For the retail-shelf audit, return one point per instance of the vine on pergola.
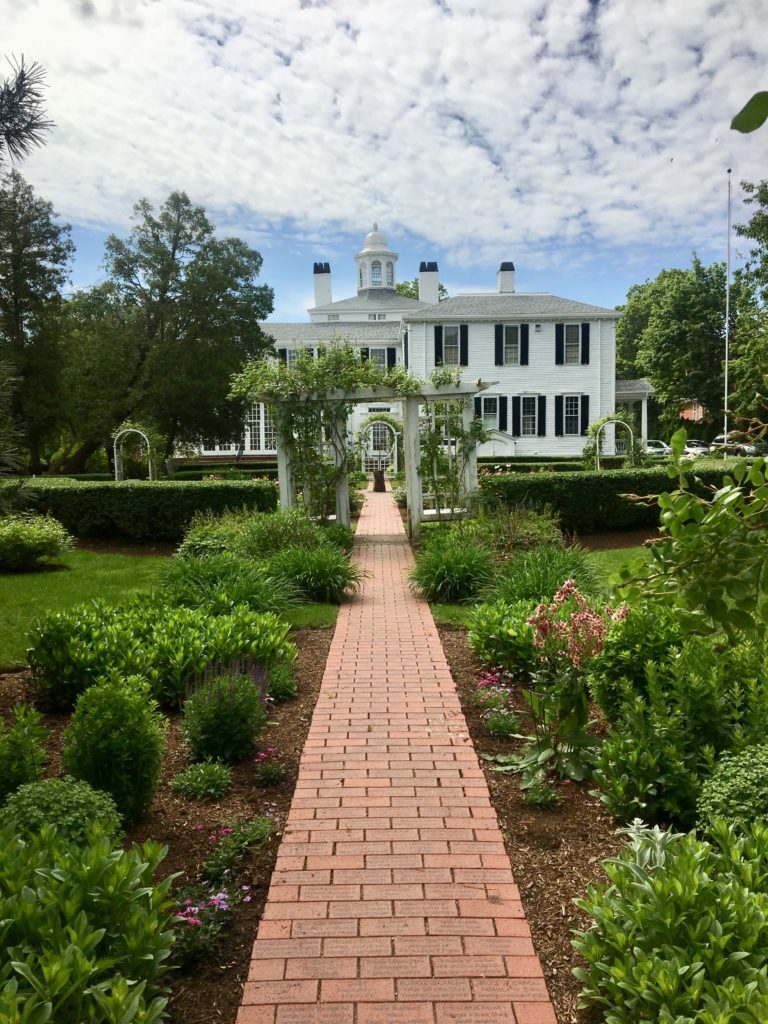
(311, 400)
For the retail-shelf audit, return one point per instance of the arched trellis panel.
(120, 438)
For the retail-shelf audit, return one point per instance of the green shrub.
(452, 569)
(323, 574)
(282, 682)
(539, 573)
(220, 582)
(86, 931)
(144, 510)
(205, 780)
(617, 673)
(116, 741)
(27, 540)
(251, 535)
(737, 788)
(225, 714)
(169, 647)
(700, 701)
(22, 750)
(70, 806)
(586, 502)
(680, 931)
(500, 635)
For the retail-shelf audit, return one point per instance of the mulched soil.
(211, 991)
(555, 854)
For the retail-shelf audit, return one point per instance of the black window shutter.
(585, 413)
(438, 345)
(516, 416)
(503, 413)
(585, 344)
(464, 345)
(559, 344)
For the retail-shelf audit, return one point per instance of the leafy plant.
(453, 570)
(70, 806)
(230, 845)
(22, 750)
(170, 647)
(737, 788)
(85, 930)
(680, 930)
(27, 540)
(226, 712)
(324, 574)
(219, 583)
(539, 573)
(501, 635)
(205, 780)
(116, 741)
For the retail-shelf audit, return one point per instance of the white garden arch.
(120, 437)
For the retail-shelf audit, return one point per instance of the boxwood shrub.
(587, 502)
(142, 510)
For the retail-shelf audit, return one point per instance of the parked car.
(737, 445)
(658, 449)
(693, 448)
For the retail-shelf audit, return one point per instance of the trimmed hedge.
(588, 502)
(143, 510)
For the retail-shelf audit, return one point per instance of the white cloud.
(541, 128)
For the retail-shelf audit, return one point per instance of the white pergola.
(465, 392)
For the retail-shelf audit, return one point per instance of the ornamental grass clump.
(225, 712)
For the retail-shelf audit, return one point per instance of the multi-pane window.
(491, 413)
(572, 343)
(451, 346)
(571, 410)
(527, 416)
(511, 344)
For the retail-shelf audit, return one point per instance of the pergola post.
(412, 454)
(340, 461)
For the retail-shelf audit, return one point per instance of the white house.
(553, 358)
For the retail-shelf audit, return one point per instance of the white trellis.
(120, 437)
(411, 443)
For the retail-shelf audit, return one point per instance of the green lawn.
(26, 596)
(86, 574)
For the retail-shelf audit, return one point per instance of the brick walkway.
(392, 899)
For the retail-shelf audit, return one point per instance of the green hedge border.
(143, 510)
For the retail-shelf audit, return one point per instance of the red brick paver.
(392, 898)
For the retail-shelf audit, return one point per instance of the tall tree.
(410, 289)
(179, 314)
(673, 333)
(23, 120)
(35, 255)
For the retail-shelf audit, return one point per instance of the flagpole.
(727, 320)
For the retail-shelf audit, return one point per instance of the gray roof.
(372, 299)
(512, 305)
(352, 330)
(640, 386)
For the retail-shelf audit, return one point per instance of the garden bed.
(554, 853)
(212, 989)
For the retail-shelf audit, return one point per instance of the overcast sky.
(587, 140)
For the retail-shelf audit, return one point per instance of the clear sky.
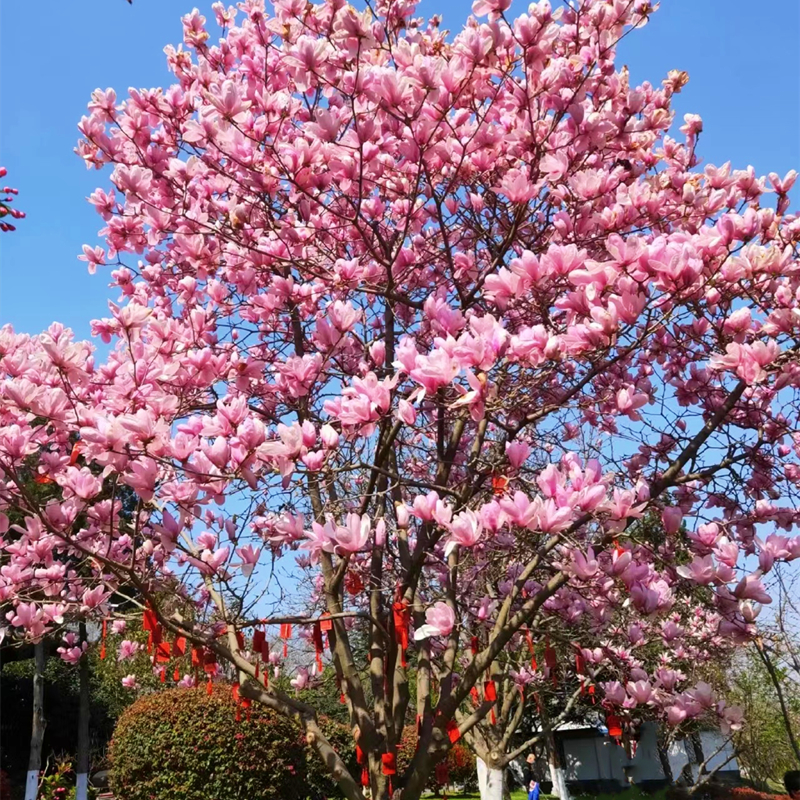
(742, 57)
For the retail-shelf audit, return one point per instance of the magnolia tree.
(618, 672)
(7, 195)
(381, 288)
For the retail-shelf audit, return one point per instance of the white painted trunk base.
(32, 784)
(490, 781)
(559, 781)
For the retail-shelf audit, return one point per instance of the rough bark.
(82, 779)
(662, 748)
(490, 781)
(37, 730)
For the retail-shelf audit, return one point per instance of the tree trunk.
(490, 781)
(776, 683)
(82, 778)
(697, 749)
(557, 775)
(662, 748)
(37, 729)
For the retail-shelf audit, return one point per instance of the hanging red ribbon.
(149, 619)
(614, 725)
(389, 764)
(401, 619)
(103, 643)
(162, 653)
(73, 456)
(453, 732)
(551, 662)
(580, 668)
(353, 584)
(286, 634)
(316, 635)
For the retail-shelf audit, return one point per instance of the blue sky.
(741, 56)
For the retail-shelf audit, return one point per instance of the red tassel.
(453, 732)
(550, 661)
(318, 646)
(286, 634)
(388, 764)
(73, 456)
(149, 619)
(163, 653)
(400, 613)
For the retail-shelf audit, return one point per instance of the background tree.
(382, 289)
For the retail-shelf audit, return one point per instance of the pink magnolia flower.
(128, 649)
(517, 453)
(640, 692)
(752, 588)
(353, 536)
(439, 621)
(249, 556)
(465, 530)
(671, 518)
(584, 567)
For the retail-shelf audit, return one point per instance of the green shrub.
(461, 765)
(183, 744)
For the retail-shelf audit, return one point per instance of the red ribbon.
(318, 646)
(286, 634)
(401, 615)
(389, 764)
(551, 661)
(453, 732)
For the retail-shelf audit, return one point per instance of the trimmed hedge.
(461, 767)
(183, 744)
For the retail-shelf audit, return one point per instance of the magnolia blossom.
(439, 621)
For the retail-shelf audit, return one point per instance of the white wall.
(592, 758)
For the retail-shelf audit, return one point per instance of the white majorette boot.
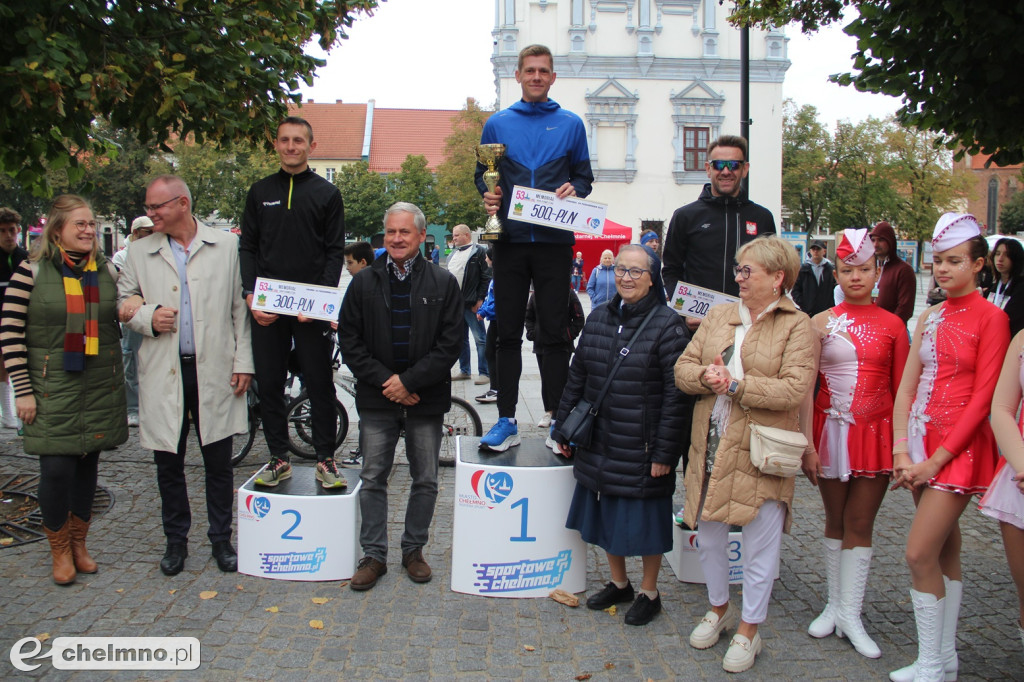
(9, 420)
(824, 625)
(950, 614)
(854, 565)
(928, 612)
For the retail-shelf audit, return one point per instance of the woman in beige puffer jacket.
(773, 379)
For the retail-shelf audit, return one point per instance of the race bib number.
(694, 301)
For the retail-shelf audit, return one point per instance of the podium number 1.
(523, 521)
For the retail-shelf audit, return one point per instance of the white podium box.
(685, 561)
(298, 530)
(509, 535)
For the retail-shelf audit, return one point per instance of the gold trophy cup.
(489, 156)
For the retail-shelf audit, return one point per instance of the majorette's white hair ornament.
(952, 229)
(855, 247)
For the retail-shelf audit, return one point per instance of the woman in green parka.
(61, 347)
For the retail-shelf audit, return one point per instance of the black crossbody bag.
(578, 426)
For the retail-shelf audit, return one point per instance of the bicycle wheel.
(463, 420)
(300, 432)
(247, 439)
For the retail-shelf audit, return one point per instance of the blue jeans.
(379, 430)
(130, 343)
(479, 335)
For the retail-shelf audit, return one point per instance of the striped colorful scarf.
(82, 296)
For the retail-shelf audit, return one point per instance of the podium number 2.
(523, 521)
(287, 535)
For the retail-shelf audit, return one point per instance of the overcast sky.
(434, 54)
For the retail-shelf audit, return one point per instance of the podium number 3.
(287, 535)
(523, 522)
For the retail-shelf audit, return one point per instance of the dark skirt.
(622, 526)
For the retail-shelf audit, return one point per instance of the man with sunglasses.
(546, 150)
(705, 236)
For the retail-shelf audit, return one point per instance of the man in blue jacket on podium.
(400, 332)
(546, 148)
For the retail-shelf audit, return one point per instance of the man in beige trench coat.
(181, 289)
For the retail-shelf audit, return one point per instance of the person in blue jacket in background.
(546, 148)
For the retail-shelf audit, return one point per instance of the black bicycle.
(462, 419)
(256, 418)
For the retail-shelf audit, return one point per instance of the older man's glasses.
(743, 271)
(720, 165)
(153, 208)
(633, 272)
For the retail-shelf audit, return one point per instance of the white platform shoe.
(824, 625)
(854, 565)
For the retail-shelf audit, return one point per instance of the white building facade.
(653, 81)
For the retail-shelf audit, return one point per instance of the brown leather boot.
(64, 564)
(79, 529)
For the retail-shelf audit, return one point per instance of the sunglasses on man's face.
(720, 165)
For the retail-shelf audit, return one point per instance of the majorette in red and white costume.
(963, 344)
(962, 347)
(863, 350)
(862, 356)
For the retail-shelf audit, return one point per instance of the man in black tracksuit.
(400, 331)
(705, 236)
(293, 228)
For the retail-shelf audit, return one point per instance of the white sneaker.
(710, 629)
(741, 653)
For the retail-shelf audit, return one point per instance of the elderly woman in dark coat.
(625, 478)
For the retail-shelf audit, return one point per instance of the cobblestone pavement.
(404, 631)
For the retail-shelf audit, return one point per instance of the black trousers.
(271, 346)
(491, 351)
(551, 394)
(67, 483)
(171, 475)
(548, 267)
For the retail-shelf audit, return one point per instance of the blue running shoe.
(502, 435)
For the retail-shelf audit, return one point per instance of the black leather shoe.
(610, 595)
(643, 609)
(174, 559)
(227, 558)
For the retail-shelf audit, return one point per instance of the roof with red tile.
(400, 132)
(337, 128)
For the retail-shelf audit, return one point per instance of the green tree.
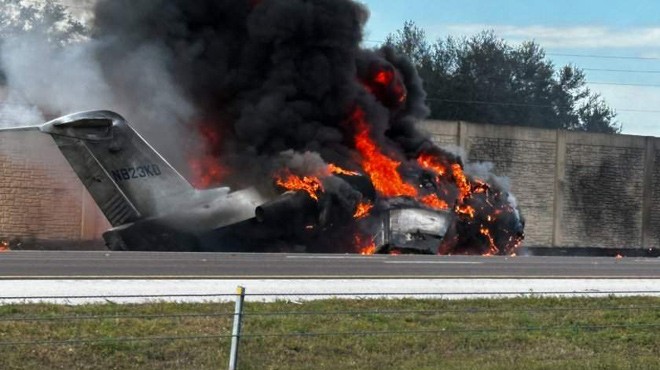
(484, 79)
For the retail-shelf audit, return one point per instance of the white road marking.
(223, 290)
(340, 257)
(436, 262)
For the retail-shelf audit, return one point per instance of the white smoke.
(46, 81)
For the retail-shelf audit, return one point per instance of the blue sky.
(628, 30)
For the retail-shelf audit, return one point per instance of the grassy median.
(518, 333)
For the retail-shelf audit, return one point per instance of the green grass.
(466, 334)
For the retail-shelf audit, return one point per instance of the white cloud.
(583, 37)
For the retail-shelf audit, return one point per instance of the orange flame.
(289, 181)
(461, 182)
(433, 201)
(429, 162)
(492, 249)
(363, 210)
(332, 168)
(382, 170)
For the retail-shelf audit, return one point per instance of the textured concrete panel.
(602, 205)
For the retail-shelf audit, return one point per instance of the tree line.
(480, 79)
(484, 79)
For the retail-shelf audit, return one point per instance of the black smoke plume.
(274, 84)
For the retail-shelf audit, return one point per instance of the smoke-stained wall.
(574, 189)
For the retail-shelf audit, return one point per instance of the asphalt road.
(153, 265)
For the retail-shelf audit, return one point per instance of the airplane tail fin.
(127, 178)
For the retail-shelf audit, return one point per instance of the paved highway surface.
(102, 264)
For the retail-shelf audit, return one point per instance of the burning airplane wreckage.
(317, 131)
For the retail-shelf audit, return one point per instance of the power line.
(618, 70)
(622, 84)
(485, 102)
(602, 56)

━━━━━━━━━━━━━━━━━━━━━━━━━━━━━━

EXERCISE DESCRIPTION: Return only and exactly the lines from the one that contains "the orange flame." through the final line of the material above.

RESULT OF THIS TASK:
For the retail-shelf audit, return one point per instance of the orange flame.
(289, 181)
(461, 182)
(433, 201)
(429, 162)
(492, 249)
(363, 210)
(332, 168)
(382, 170)
For the retail-shelf audit, return one point per instance of the textured concrete panel.
(602, 205)
For the retail-shelf audit, return one point per instance of the tree line.
(480, 79)
(484, 79)
For the retail-shelf audit, return one point per instance of the black smoke plume.
(274, 84)
For the retail-shelf audit, return one point per instance of the smoke-stained wall.
(574, 189)
For the retail-shelf audit, return one point per instance of the asphalt road.
(153, 265)
For the retail-shelf audit, return one point per instance of the airplane tail fin.
(127, 178)
For the retail-shelf audit, return one point per instance of the paved highway surface.
(102, 264)
For the retail-shelf audit, return one point per instance of the burning airplane wreckage.
(317, 131)
For the retail-shelf audit, return one point per instance of the power line.
(618, 70)
(622, 84)
(485, 102)
(602, 56)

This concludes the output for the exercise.